WHAT IS BEING ASKED :: Reproduce the material from the line with "Could you point to the steep" up to and including its final line, swapping "turquoise" for "blue-green" and leaving everything else unchanged.

PROVIDED ENTRIES ::
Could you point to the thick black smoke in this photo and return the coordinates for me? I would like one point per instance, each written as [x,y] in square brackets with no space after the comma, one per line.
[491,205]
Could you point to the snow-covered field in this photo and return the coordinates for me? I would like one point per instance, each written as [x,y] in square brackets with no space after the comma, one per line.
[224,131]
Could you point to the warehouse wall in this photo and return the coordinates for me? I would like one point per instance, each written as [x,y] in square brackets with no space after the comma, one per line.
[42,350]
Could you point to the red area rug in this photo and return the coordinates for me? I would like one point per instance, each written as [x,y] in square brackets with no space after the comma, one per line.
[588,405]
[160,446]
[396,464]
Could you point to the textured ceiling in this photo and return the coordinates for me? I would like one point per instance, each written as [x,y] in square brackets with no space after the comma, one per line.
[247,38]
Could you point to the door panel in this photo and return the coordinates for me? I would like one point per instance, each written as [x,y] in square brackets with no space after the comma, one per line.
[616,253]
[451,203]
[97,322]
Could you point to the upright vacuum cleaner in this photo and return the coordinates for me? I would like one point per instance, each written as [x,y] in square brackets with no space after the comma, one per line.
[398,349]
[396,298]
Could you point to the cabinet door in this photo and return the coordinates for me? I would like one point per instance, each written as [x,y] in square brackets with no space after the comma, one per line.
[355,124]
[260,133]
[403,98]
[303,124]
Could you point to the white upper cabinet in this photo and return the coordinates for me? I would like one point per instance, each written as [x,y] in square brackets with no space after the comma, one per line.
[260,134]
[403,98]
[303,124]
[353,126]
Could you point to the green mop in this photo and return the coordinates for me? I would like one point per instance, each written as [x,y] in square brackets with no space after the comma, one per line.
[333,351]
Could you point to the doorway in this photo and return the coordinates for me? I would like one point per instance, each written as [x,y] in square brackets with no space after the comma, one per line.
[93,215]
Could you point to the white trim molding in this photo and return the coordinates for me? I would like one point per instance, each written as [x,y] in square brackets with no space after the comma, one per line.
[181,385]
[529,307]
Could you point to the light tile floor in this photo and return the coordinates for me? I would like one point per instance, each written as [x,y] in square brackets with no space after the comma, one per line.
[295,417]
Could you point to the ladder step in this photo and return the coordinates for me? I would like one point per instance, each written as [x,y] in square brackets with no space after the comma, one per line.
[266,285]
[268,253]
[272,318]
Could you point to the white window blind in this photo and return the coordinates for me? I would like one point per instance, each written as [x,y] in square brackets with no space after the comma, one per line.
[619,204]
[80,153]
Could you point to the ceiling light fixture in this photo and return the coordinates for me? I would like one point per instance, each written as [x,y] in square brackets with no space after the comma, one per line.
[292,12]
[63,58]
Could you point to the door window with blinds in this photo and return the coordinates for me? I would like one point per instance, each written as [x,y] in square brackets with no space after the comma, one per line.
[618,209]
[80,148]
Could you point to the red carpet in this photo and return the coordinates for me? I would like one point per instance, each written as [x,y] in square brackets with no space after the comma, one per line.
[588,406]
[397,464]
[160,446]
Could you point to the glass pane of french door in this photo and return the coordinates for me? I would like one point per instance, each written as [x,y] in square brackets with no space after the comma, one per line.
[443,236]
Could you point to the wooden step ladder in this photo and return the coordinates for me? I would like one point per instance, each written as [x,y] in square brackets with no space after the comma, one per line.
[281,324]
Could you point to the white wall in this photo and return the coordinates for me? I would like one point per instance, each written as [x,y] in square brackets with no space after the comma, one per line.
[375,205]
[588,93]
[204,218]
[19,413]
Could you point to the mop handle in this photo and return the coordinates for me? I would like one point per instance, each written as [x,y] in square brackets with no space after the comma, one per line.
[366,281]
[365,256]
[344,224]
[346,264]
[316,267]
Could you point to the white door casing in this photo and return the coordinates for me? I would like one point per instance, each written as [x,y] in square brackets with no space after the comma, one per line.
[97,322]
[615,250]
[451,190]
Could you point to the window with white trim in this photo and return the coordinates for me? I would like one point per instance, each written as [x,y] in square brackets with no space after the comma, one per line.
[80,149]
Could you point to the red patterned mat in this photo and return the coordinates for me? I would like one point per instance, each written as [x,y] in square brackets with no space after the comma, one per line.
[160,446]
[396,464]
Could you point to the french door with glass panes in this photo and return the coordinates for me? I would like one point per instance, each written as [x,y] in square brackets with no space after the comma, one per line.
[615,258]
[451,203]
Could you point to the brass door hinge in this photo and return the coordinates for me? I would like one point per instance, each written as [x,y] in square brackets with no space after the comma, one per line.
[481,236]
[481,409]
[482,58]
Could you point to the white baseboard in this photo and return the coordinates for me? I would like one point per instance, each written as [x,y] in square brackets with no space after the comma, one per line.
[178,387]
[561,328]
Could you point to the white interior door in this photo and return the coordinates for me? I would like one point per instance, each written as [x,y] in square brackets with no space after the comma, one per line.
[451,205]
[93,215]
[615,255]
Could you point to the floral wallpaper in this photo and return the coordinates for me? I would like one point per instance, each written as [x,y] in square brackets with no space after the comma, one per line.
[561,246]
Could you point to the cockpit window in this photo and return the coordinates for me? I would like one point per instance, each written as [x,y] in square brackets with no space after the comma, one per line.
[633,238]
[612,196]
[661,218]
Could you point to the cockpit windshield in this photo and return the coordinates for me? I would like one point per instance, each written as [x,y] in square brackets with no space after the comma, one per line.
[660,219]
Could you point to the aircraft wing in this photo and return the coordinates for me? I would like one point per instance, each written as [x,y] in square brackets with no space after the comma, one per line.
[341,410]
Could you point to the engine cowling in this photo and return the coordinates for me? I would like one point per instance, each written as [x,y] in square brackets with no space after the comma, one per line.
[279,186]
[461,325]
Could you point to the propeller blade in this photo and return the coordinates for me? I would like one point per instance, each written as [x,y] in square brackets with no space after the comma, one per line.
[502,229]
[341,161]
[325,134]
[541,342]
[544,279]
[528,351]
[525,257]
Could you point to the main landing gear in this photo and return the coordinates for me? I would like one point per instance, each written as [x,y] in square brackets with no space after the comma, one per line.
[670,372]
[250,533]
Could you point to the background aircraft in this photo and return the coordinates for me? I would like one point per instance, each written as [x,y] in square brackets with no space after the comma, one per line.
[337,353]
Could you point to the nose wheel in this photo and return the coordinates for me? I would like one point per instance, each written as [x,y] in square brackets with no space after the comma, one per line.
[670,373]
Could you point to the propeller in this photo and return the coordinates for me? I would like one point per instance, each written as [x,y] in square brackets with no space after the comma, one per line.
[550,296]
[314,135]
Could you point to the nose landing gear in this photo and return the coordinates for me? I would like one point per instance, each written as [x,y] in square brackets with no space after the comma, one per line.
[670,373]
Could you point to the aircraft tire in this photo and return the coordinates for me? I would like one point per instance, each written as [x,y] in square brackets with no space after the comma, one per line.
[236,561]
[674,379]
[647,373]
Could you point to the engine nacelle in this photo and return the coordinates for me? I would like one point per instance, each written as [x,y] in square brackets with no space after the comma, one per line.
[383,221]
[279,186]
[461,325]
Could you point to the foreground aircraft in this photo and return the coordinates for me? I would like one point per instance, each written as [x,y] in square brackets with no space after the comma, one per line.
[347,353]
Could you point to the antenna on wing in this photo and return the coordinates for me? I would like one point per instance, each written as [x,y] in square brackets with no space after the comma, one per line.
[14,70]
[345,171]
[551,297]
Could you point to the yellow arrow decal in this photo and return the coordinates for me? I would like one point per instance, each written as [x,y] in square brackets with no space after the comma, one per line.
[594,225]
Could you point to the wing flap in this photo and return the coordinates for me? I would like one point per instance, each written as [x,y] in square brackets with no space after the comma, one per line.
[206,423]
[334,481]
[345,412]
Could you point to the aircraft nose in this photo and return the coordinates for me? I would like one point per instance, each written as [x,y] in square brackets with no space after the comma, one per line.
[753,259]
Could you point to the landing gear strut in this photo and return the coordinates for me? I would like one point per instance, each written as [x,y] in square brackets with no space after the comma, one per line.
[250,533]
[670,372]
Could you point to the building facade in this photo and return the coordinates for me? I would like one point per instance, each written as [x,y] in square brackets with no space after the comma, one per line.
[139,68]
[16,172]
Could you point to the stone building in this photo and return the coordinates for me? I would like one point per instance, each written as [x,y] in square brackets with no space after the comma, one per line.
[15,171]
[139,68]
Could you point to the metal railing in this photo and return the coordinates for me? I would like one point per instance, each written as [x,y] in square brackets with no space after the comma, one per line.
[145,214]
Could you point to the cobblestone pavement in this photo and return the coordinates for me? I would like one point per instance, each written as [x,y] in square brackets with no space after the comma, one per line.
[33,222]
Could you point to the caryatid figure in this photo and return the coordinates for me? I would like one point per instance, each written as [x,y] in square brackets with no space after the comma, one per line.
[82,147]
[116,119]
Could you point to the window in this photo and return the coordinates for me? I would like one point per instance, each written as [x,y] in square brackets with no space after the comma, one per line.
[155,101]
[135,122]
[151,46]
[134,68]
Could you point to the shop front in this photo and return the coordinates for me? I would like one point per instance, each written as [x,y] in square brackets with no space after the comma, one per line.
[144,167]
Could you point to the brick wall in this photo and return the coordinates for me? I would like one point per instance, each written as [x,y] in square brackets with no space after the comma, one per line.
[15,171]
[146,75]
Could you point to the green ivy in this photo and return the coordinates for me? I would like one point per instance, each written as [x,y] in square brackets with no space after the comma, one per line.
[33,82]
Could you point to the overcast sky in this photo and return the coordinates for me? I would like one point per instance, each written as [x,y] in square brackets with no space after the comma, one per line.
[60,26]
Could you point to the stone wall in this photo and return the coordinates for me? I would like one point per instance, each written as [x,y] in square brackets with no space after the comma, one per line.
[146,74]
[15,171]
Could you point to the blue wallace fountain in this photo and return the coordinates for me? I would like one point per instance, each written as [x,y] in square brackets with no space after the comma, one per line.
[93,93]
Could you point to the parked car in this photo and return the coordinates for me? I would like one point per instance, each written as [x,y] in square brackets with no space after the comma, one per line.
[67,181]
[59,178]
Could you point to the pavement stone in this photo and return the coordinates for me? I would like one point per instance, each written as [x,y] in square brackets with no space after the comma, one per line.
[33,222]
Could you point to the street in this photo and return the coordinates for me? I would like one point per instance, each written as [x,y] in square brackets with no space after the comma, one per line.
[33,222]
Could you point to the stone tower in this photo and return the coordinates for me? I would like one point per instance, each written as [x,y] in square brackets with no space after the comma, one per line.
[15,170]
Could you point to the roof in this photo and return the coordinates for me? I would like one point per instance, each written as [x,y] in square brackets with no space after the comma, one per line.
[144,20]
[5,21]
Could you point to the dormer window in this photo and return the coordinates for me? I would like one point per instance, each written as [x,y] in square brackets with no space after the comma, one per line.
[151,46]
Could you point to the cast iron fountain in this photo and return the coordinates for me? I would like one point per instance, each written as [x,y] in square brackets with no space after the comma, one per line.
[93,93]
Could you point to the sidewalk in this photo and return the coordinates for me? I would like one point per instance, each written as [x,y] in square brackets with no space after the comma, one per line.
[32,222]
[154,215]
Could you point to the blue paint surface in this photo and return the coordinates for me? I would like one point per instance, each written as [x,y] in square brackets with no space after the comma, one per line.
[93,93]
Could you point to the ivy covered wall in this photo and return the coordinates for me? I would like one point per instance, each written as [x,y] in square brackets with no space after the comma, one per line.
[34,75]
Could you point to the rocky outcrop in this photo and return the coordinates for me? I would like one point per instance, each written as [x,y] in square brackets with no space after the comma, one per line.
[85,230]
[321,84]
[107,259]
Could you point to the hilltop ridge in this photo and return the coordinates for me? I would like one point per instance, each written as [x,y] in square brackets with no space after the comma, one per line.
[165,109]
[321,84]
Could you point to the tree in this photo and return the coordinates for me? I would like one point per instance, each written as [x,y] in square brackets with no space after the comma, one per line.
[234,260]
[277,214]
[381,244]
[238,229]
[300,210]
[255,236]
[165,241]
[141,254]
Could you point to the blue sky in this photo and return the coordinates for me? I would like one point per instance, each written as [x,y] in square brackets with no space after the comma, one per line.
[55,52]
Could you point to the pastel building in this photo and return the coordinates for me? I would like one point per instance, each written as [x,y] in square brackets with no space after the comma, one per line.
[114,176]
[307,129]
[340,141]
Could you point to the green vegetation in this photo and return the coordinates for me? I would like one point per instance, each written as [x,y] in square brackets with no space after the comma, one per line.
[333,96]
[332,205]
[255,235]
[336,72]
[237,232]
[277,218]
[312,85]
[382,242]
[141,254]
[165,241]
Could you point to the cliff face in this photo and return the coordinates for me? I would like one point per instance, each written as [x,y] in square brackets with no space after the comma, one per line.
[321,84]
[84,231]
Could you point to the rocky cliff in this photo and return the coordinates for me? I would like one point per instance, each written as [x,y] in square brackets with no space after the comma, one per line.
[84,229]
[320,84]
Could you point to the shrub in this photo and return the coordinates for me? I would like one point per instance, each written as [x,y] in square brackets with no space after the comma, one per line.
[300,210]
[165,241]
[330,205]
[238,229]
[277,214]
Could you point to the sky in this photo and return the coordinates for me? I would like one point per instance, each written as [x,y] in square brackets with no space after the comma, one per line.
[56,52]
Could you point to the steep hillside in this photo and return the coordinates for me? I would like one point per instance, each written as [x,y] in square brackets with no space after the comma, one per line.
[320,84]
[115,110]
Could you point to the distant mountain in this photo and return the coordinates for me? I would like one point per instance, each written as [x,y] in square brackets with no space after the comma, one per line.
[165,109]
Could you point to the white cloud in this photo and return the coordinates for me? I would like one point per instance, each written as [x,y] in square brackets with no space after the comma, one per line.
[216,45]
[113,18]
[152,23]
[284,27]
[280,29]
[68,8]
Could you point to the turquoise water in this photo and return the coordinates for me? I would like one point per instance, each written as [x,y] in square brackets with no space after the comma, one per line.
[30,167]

RESPONSE TO THIS TASK ::
Could you point to the steep hillside in this photo and return the coordinates for me? I would like one point per instance, each written as [x,y] in square brackets with no space after the comma, one per line.
[320,84]
[115,110]
Could you point to the distant mountain in this photo and return the coordinates for me? I would like one point per instance, each written as [x,y] in square brackets with no space after the comma, one per line.
[165,109]
Could you point to the white cloud in this photo and return the coordinates for me? I would like one point per instance, each written as [x,y] in square brackets with no space after the comma, one per line.
[216,45]
[113,18]
[152,23]
[284,27]
[280,29]
[68,8]
Could you point to the blue-green water in this photo and return the coordinates for me? I would like one point per instance, each written as [x,y] in square brackets with no space after the comma, one per line.
[30,167]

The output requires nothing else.